__La consigne__
Veuillez recopier à l'identique les lignes des données, à partir de celle qui contient « Set-play tagging: locate each instance of the gray » jusqu'à la fin des données, les deux bornes comprises.

__Données enregistrées__
══════════════════════════════
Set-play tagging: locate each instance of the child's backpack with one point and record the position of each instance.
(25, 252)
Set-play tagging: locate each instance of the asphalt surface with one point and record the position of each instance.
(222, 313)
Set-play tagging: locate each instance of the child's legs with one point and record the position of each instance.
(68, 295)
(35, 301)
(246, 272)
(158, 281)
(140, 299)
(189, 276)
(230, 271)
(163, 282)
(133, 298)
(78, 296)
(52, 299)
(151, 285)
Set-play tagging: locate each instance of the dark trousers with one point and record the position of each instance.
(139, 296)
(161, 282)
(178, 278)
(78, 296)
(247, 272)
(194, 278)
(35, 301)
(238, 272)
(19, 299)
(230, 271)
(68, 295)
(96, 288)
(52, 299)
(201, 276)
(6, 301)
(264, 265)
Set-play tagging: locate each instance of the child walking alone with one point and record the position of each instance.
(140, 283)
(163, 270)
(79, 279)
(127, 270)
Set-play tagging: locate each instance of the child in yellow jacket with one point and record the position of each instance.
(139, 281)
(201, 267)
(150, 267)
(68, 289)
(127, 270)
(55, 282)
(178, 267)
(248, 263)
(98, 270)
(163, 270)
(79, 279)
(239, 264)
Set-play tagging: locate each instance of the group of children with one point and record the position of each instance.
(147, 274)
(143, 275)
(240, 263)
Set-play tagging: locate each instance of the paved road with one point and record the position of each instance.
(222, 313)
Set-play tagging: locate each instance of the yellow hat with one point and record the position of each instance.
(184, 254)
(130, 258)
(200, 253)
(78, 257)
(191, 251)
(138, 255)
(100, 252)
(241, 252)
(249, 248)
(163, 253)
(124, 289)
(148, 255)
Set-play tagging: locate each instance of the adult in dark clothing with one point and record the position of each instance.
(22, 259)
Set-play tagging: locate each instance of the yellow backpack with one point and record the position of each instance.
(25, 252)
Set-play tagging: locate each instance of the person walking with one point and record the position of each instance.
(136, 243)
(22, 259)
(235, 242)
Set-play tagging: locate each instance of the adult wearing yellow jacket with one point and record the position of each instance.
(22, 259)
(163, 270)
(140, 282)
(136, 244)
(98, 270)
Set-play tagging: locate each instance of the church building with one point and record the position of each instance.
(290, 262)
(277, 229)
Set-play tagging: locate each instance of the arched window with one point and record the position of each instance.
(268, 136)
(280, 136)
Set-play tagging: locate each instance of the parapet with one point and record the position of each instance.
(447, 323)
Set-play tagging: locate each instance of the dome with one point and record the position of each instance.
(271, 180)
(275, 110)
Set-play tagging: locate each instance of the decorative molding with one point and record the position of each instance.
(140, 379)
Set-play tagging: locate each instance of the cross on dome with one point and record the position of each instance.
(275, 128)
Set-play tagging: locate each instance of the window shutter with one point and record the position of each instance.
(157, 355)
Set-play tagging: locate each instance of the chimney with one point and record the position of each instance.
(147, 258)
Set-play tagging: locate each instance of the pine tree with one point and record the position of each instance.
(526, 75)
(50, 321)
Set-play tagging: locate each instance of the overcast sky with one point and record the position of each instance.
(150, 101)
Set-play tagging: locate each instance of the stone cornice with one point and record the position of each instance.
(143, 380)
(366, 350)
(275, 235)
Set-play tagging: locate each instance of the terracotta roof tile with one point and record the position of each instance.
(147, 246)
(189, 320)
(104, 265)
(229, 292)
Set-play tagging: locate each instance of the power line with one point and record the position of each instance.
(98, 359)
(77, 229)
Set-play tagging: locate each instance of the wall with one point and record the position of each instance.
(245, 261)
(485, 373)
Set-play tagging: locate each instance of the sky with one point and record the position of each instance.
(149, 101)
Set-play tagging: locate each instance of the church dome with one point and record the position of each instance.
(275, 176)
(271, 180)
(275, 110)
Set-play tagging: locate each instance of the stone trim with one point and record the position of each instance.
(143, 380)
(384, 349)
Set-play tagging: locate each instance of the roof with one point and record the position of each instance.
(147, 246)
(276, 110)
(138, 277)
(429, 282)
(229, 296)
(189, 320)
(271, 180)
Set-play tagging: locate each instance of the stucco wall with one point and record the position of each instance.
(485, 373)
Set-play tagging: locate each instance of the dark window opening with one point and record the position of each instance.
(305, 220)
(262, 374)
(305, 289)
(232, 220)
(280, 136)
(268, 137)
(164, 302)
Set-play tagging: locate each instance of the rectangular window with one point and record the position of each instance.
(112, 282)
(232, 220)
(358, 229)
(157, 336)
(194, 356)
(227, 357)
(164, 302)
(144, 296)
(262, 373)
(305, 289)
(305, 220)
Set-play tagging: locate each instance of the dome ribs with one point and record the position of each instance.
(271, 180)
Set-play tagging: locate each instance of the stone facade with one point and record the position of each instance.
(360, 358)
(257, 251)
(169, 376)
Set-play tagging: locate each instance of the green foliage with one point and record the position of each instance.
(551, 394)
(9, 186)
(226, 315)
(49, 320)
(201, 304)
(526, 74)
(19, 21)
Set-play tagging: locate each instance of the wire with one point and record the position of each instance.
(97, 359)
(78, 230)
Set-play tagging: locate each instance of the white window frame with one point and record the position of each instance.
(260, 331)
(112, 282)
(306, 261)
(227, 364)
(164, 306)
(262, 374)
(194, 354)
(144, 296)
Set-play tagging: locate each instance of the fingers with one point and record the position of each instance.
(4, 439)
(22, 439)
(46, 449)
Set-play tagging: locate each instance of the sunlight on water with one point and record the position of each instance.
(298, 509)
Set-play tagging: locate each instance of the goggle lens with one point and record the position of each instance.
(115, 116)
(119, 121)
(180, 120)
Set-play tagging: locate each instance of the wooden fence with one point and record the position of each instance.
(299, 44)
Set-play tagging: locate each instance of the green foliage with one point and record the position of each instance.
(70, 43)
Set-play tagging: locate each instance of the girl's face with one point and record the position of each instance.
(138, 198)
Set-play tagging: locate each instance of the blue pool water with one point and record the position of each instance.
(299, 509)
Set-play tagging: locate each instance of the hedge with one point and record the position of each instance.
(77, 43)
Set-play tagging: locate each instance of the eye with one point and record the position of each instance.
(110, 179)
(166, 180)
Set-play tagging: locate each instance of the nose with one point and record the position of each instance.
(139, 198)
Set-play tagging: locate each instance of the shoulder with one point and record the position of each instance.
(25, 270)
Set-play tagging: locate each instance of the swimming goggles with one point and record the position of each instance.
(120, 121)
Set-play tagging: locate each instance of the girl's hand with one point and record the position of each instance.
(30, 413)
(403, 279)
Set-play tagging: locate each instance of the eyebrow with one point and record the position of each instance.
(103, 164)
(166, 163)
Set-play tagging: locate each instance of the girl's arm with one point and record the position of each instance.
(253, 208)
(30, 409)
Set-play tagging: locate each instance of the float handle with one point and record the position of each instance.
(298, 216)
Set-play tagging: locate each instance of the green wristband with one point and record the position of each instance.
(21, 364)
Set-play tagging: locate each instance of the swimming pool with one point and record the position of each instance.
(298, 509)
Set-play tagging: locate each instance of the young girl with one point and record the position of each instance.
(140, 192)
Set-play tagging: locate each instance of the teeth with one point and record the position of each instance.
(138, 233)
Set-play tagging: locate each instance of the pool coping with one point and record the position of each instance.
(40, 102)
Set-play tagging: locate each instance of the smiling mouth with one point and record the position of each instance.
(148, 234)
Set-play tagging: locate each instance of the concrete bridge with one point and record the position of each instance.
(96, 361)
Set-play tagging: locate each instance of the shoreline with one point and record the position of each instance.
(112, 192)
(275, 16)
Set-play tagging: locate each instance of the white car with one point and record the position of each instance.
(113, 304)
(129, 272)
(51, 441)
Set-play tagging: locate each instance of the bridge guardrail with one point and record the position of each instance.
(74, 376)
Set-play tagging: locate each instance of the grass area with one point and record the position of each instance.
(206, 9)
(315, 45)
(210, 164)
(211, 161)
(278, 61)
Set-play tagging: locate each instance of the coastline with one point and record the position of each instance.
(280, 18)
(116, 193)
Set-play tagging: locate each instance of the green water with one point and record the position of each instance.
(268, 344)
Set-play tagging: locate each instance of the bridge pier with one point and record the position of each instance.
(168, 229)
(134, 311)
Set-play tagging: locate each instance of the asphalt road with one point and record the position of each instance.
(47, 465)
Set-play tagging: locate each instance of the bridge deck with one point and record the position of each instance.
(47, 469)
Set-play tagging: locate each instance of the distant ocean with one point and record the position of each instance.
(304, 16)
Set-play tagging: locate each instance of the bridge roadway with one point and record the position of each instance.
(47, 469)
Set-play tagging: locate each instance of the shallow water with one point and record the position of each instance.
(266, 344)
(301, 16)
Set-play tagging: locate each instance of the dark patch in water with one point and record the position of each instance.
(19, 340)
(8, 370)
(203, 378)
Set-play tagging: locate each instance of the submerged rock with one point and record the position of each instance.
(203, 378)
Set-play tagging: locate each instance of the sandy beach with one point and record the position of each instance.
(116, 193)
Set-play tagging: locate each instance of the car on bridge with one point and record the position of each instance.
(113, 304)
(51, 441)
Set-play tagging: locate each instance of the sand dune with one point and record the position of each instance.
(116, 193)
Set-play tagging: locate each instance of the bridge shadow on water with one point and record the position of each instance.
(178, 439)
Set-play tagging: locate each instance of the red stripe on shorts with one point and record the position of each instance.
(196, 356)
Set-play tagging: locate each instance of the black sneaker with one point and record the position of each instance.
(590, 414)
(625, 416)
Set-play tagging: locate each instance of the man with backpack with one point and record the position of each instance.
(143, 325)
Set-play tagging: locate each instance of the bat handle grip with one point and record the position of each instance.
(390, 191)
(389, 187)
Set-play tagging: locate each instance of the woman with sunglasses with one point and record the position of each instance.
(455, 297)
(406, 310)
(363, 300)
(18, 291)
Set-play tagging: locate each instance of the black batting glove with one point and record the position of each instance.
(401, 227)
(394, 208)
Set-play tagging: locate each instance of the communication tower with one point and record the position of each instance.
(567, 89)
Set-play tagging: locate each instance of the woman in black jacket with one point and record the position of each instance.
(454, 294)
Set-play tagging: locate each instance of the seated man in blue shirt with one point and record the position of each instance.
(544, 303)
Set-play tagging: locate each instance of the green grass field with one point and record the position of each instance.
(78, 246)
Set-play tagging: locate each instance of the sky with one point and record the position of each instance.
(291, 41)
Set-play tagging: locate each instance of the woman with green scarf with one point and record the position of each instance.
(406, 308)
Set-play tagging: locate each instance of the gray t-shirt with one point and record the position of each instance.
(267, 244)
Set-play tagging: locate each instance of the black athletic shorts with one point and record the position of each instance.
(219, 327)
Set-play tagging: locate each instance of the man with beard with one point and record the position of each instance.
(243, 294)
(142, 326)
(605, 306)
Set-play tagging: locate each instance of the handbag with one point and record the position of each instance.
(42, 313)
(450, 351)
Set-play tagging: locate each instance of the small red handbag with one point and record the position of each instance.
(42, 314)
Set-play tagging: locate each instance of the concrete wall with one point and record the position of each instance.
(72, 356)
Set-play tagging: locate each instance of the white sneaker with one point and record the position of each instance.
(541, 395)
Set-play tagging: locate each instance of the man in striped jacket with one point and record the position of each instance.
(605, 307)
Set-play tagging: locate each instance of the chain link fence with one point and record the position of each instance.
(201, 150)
══════════════════════════════
__Corrigé de l'exercice__
Set-play tagging: locate each instance of the gray t-shirt with one point and record the position of each instance.
(267, 244)
Set-play tagging: locate each instance of the black athletic shorts with one point and record the position of each instance.
(219, 327)
Set-play tagging: locate each instance of the man with beard with one point and record the position of each instance.
(243, 294)
(142, 326)
(605, 306)
Set-play tagging: locate each instance of the handbag with one point and record the position of each instance.
(42, 313)
(450, 351)
Set-play tagging: locate each instance of the small red handbag with one point and record the position of each instance.
(42, 314)
Set-play tagging: locate each instance of the concrete wall with one point and record the position of each instance.
(72, 356)
Set-play tagging: locate each instance of the white sneaker with one point and record the position of each instance.
(541, 395)
Set-play tagging: locate each instance of the man in striped jacket with one point and record the position of each instance.
(605, 307)
Set-play tagging: locate each instance of the chain link fence with one point and record the position of each instance.
(201, 150)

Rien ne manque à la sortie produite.